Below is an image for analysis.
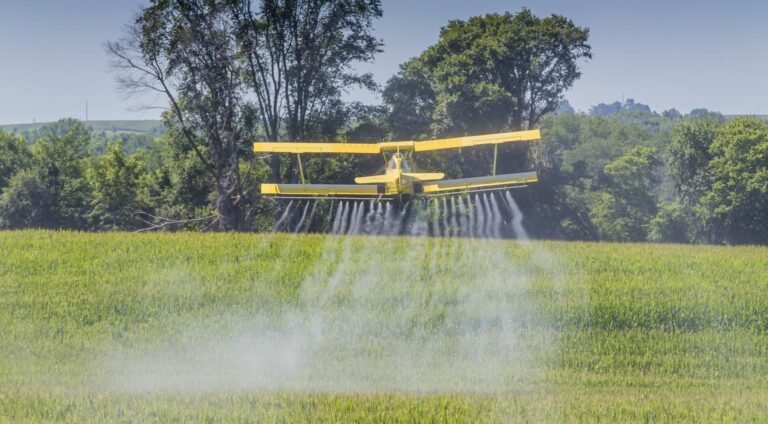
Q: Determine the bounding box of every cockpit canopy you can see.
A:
[387,152,411,172]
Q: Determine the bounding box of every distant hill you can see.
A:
[0,120,165,136]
◆ ◆ ◆ ◆ ◆ ◆ ◆
● What needs to be done:
Please render the material above as a JSON list of strings with one string per line, omitting blank lines and the picture.

● The reply:
[
  "Below is an image for analysis.",
  "Q: Determine the bounding box of every cockpit canopy you can see.",
  "A:",
  "[387,152,411,172]",
  "Q: Determine the bounding box of every distant hill you can see.",
  "A:",
  "[0,120,165,136]"
]